- _DOCUMENT TEXT_
• • • • •

- Location: Dedham, Massachusetts
- Distance: 10 km (6.2 mi)
- Established: 1984
- Participants: 2,000

= James Joyce Ramble =

10-km race in Dedham, Massachusetts, US

The James Joyce Ramble is a 10-kilometer race held in Dedham, Massachusetts, a suburb of Boston. The race is held each year in April, following soon after the Boston Marathon.
The race is named for Irish writer James Joyce, and actors are hired to recite the works of Joyce along the course as runners and walkers pass by. The race now draws over 2,000 runners each year, many of whom stick around the Boston area after the Boston Marathon.

==History==
The race was created in 1984, by founder Martin Casimir Hanley of Dedham. At the time, he was reading Joyce's comic novel Finnegans Wake and found the book as difficult as running a road race. The first race was held on March 26, 1984, with a total of 244 runners. Starting in 1989, the race began to have a human rights focus as well, raising money for a different human rights charity each year.

==Course==
The 10K race loops around Dedham. The race starts and finishes at the Endicott Estate. Participants venture down High Street and Highland Street as they approach Noble and Greenough School. The runners then soon encounter Dedham Square, the home to many local businesses, the Dedham Historical Society, and the Norfolk Superior Court. The participants then pass the Fairbanks House on the corner of Whiting Avenue and East Street. Built in 1637 this house is the oldest wood-framed house still standing in North America. Turning on to East Street, top runners will return to the Endicott Estate to cross the finish line approximately a half-hour after the start of the race.

• • • • •

- _Entries drawn from a collection_
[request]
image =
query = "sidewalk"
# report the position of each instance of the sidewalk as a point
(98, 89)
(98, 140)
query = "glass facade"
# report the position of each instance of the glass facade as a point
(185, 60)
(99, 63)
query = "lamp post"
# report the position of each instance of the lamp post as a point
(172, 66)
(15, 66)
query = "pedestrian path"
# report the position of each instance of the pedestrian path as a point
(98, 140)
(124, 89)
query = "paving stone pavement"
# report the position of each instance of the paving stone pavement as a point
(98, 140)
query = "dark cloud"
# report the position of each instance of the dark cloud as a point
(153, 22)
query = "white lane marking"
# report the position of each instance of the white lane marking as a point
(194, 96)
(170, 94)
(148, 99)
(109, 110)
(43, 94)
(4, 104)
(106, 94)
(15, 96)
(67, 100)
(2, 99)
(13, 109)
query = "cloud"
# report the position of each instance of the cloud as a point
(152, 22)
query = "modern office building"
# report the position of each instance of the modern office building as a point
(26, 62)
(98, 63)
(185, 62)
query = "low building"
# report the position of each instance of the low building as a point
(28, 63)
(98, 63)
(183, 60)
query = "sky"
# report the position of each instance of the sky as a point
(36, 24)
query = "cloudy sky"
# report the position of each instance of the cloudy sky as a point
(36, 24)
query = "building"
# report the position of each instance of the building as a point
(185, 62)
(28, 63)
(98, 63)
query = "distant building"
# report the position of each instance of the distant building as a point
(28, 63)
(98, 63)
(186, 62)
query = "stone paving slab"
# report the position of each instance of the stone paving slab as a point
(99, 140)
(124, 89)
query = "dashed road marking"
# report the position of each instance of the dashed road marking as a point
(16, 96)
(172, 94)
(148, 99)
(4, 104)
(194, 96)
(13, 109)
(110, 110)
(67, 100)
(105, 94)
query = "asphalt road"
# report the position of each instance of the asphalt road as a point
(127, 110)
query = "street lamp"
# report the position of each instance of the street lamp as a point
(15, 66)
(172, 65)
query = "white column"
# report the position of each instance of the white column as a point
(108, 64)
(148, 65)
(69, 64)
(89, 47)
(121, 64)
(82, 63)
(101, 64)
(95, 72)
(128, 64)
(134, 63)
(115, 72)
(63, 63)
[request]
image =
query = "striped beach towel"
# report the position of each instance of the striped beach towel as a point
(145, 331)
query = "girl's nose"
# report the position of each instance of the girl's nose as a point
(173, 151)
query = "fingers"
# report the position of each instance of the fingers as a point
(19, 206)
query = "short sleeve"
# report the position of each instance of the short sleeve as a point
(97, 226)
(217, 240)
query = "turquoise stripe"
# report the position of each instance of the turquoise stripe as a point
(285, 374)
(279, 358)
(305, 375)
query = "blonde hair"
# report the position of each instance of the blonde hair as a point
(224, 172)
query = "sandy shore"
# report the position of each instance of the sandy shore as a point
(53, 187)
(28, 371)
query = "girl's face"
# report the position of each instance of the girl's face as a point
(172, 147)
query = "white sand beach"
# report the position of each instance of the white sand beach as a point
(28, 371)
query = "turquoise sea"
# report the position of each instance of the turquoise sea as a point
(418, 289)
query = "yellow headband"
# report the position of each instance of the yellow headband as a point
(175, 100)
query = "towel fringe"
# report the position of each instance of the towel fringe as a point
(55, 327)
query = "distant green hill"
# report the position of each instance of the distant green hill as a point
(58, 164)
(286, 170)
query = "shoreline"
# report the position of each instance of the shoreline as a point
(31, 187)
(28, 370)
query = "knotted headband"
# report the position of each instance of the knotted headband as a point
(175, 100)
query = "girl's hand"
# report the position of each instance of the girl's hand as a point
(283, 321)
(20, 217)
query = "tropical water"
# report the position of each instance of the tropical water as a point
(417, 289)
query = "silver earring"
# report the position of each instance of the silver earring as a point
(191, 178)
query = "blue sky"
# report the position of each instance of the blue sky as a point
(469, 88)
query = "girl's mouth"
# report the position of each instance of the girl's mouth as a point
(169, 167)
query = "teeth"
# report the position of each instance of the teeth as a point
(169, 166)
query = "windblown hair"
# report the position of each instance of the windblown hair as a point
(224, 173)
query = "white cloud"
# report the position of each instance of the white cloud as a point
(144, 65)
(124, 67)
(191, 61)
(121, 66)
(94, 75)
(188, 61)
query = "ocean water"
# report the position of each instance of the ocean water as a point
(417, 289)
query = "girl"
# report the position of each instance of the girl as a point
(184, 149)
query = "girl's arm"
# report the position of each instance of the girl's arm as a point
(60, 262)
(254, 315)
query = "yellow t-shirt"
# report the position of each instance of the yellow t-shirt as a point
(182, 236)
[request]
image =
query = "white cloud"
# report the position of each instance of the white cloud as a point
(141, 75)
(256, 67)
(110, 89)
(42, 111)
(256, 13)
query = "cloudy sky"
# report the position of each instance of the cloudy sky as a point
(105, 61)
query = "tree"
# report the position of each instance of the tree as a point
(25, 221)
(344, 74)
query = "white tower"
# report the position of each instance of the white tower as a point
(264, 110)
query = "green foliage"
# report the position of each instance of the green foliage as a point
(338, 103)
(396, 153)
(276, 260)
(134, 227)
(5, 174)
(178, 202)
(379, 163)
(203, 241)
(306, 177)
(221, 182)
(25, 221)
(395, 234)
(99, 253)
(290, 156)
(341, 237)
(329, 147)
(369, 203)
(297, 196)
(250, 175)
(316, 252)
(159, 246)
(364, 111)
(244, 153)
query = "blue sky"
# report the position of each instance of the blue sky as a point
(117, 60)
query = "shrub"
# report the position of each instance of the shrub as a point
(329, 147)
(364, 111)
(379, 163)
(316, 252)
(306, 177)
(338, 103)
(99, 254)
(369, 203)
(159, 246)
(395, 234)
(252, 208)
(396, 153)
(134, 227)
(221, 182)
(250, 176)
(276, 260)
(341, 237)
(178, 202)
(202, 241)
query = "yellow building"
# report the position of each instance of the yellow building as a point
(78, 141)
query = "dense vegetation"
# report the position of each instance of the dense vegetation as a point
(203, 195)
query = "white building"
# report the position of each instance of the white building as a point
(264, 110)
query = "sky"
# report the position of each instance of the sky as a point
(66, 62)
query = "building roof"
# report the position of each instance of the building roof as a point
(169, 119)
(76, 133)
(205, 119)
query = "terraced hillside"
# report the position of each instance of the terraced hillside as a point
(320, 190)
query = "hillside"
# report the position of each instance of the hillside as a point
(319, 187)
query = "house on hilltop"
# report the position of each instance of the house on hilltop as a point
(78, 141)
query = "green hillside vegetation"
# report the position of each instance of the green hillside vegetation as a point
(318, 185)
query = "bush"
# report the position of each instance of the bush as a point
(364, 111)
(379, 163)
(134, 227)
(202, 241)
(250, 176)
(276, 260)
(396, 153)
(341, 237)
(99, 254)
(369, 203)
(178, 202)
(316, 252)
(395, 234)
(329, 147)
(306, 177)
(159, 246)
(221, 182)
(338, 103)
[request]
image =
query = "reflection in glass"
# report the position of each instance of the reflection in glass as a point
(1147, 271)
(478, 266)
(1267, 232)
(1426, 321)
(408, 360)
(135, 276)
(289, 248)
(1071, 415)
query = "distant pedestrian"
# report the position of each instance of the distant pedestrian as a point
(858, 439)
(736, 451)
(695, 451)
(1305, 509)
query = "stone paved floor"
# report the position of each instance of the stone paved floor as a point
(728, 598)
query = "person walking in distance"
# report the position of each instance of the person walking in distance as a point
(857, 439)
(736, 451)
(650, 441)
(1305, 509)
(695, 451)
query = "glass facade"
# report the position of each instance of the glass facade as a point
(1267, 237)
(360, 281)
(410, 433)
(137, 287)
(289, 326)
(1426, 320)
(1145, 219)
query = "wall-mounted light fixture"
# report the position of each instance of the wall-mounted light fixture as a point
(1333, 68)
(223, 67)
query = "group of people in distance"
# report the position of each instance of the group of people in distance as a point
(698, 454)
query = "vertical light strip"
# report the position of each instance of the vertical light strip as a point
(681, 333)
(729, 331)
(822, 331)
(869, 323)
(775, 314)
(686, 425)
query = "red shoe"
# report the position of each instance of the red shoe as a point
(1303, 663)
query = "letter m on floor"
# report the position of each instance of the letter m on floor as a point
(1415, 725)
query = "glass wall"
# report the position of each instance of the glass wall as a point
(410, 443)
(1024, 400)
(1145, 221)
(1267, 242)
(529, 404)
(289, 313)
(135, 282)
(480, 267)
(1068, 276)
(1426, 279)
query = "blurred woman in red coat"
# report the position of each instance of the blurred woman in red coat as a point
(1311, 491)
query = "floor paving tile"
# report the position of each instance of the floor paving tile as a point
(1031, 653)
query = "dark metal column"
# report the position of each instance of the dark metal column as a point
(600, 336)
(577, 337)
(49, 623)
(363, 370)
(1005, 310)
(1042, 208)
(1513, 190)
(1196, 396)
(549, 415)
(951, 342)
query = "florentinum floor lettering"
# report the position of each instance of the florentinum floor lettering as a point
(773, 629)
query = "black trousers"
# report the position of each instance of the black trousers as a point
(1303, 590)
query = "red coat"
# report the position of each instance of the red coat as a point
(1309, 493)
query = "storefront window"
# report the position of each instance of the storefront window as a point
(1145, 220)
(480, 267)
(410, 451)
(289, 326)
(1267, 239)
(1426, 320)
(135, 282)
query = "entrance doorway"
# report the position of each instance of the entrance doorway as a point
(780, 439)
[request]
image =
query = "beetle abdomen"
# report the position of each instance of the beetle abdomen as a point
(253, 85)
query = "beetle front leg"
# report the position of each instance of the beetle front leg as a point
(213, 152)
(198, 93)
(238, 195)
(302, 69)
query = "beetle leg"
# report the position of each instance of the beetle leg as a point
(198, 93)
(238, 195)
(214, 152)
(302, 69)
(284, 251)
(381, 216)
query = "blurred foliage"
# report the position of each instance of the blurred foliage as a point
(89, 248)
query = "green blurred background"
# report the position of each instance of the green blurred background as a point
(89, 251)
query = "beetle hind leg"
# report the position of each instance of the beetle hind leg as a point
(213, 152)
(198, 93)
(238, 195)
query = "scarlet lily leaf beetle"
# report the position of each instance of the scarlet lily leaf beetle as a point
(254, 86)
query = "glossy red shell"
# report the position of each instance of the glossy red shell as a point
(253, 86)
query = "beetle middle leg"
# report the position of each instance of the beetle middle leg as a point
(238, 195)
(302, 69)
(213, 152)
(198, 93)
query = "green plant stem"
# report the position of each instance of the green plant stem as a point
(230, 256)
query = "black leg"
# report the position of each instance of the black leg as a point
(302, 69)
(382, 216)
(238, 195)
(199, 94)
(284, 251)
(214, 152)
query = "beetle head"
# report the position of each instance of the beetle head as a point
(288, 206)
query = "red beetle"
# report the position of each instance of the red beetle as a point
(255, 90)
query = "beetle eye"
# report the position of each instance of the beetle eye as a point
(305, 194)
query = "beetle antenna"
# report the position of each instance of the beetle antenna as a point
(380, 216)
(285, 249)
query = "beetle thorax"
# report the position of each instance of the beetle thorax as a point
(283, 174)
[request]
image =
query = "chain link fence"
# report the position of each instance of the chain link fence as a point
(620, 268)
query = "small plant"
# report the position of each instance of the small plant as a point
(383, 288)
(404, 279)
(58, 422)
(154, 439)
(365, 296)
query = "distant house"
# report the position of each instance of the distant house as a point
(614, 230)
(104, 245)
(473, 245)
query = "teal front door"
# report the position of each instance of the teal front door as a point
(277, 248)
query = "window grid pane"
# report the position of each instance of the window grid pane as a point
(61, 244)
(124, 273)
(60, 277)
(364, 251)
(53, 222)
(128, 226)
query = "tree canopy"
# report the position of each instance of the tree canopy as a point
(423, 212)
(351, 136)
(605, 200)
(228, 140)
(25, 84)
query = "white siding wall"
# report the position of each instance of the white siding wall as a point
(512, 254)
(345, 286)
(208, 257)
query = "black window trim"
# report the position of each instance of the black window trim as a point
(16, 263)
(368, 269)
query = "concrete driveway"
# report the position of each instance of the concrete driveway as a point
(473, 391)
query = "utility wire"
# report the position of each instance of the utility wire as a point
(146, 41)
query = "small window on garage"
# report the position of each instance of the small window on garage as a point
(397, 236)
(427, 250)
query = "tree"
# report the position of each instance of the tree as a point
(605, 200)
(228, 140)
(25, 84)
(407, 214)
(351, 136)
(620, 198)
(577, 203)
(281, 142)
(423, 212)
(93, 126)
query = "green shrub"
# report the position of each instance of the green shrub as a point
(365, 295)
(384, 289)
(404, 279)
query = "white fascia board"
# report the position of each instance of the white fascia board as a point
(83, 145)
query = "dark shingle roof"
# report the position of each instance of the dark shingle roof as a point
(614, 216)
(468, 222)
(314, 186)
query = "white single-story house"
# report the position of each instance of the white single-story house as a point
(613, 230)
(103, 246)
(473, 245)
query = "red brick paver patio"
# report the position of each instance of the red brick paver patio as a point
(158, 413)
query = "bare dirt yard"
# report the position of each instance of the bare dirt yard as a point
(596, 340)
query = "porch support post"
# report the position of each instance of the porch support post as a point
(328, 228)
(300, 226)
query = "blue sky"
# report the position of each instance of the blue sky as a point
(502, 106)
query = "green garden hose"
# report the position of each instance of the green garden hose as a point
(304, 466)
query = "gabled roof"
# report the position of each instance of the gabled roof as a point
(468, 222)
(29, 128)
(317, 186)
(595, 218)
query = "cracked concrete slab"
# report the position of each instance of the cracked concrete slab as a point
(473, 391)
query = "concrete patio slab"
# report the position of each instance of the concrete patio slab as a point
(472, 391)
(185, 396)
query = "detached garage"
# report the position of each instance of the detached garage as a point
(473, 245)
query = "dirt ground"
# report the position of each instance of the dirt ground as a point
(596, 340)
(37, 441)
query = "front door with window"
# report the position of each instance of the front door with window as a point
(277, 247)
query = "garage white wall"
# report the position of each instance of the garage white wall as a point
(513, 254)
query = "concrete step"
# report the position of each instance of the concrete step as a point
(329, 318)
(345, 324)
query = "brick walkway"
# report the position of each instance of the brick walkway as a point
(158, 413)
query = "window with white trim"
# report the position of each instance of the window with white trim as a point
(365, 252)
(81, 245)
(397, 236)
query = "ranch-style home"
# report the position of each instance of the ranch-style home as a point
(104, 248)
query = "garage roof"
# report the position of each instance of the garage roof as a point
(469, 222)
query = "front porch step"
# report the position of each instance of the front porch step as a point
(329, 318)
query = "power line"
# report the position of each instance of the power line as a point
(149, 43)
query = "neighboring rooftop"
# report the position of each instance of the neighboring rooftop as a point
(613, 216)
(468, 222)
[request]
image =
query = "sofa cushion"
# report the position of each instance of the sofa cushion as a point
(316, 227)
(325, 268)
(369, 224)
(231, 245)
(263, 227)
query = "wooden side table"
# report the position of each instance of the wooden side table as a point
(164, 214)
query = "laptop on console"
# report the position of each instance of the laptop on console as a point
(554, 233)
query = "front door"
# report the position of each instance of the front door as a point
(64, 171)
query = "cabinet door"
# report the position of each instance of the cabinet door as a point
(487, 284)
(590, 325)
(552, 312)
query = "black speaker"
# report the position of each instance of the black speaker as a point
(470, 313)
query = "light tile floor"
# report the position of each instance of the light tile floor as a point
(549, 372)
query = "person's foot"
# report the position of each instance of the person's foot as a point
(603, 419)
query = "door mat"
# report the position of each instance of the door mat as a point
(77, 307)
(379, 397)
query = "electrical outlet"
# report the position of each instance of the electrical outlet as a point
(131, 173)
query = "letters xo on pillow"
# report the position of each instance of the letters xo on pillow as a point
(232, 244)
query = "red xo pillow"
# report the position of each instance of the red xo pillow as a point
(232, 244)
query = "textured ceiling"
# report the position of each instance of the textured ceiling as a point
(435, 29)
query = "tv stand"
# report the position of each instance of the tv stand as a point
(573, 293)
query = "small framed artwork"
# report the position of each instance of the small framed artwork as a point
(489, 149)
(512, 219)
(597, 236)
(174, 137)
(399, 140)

• • • • •

- _EXERCISE TASKS_
**1.** Using the James Joyce Ramble text above, state whether each statement agrees with it, answering yes or no and quoting the words of the text that decide it.
(a) The first race had a total of 244 runners.
(b) The race starts and finishes at Noble and Greenough School.
(c) The race is held each year in March.
**2.** According to the James Joyce Ramble text, what connection did the founder draw between Joyce and road racing when he created the race? Answer in one to three sentences.
**3.** Answer from the James Joyce Ramble text:
(a) In what year did the race begin to have a human rights focus?
(b) Which house on the course is the oldest wood-framed house still standing in North America?
(c) About how long after the start do top runners cross the finish line?

- _SOLUTIONS BY TASK_
**1.**
(a) Yes: "with a total of 244 runners"
(b) No: "The race starts and finishes at the Endicott Estate."
(c) No: "The race is held each year in April"

**2.** When he created the race in 1984, founder Martin Casimir Hanley was reading Joyce's comic novel Finnegans Wake. He found the book as difficult as running a road race.

**3.**
(a) 1989
(b) The Fairbanks House
(c) Approximately a half-hour